● **WHAT YOU NEED TO DO**: Write out, please, the line containing "# test: pointer returns one pin per instance of the lips" together with all lines after it, up to and including the last one, with no other output.

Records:

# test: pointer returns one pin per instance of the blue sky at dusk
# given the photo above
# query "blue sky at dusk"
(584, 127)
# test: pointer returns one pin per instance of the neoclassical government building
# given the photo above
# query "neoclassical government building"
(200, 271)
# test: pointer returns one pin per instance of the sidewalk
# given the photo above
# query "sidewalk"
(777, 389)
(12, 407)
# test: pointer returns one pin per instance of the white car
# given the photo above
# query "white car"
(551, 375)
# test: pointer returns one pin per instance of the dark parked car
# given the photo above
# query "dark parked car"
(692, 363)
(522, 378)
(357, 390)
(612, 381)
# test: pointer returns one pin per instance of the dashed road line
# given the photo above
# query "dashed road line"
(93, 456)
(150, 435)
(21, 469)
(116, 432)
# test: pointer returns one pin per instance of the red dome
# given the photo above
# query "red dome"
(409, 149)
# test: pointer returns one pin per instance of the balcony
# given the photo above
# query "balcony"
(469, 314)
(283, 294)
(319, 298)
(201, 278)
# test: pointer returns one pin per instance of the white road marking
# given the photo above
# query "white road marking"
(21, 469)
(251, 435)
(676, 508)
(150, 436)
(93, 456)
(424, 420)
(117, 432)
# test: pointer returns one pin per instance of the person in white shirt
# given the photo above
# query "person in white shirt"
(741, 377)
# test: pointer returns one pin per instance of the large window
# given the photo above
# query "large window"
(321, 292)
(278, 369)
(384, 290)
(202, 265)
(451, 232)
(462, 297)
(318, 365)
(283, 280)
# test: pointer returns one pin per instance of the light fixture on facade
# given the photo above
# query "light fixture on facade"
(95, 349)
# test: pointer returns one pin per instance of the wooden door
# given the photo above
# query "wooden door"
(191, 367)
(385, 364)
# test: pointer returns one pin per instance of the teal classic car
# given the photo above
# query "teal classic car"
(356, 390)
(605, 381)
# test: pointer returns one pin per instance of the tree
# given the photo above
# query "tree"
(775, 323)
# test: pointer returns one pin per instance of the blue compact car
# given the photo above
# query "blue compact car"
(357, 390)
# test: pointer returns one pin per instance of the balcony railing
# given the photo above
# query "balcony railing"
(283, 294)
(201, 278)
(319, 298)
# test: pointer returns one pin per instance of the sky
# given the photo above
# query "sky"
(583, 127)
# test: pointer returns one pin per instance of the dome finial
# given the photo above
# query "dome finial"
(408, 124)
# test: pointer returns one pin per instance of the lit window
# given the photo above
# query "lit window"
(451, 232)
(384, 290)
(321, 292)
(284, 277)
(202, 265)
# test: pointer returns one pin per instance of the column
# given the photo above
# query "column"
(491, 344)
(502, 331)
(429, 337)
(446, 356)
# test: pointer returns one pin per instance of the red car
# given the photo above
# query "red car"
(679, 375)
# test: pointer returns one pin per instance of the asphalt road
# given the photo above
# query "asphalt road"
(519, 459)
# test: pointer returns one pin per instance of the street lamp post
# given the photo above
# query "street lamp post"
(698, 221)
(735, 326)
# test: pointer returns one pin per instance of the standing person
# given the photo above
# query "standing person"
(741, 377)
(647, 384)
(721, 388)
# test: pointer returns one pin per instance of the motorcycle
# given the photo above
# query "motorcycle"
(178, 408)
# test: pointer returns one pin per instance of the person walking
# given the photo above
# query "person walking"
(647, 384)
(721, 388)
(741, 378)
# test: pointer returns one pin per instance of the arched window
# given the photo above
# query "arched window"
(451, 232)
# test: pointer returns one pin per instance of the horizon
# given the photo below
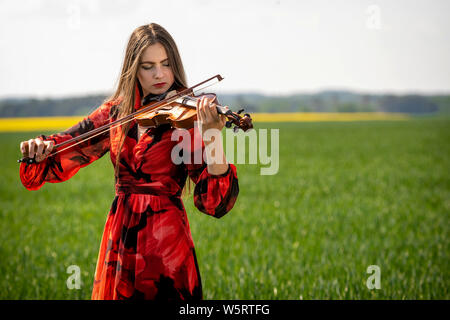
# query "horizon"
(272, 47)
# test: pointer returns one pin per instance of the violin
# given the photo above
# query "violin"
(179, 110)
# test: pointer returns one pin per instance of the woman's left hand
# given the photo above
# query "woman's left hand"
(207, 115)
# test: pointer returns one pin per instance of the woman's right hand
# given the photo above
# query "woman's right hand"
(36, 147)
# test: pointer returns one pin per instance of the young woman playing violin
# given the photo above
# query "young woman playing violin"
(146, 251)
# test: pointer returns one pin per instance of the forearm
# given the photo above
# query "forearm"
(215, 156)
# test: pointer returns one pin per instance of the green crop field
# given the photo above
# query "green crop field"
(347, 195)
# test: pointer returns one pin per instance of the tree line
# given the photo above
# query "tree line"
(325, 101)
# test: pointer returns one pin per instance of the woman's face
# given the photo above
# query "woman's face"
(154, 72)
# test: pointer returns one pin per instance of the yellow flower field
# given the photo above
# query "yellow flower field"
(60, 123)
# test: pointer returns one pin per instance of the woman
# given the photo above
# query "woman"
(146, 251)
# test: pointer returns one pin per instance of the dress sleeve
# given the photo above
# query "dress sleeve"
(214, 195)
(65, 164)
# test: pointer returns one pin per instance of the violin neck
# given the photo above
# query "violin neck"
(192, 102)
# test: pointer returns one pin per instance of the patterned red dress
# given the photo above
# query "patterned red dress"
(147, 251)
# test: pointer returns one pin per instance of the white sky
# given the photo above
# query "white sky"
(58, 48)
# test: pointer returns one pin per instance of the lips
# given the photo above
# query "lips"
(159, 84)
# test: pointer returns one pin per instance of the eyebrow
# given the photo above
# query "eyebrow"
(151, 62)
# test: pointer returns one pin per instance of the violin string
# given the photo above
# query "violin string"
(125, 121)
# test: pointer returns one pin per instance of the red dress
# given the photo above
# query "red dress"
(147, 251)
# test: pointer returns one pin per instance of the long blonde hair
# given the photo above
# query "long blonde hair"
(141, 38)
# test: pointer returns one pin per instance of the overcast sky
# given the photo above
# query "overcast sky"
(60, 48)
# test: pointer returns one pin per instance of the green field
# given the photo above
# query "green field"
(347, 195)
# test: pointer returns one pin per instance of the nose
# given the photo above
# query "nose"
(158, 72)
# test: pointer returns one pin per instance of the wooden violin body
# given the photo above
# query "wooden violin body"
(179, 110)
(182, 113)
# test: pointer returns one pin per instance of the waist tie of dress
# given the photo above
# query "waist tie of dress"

● **EXERCISE OUTPUT**:
# test: pointer returns one pin per instance of the lips
# given the photo above
# query "lips"
(159, 84)
# test: pointer returns one pin per instance of the eyebrow
# given the photo above
# query "eyebrow"
(151, 62)
# test: pointer returns one pin per instance of the violin string
# given the photo above
# query "violin string"
(125, 121)
# test: pointer returns one pin per instance of the red dress
# given the photo above
# query "red dress"
(147, 251)
# test: pointer returns one pin per instance of the long blonde hair
# given the photo above
# query "long blonde hair"
(141, 38)
# test: pointer returns one pin per instance of the overcast sky
# given the photo above
# query "overcast sky"
(60, 48)
# test: pointer returns one pin per instance of the green field
# given the photo above
# query "green field"
(347, 195)
# test: pointer returns one pin per instance of the nose
# given the photo above
# query "nose"
(158, 72)
# test: pointer returns one pin per instance of the wooden violin body
# given the photo above
# query "wooden violin body"
(179, 110)
(182, 113)
# test: pointer returns one pin per instance of the waist tie of dress
# given the photo above
# query "waist tie of dress"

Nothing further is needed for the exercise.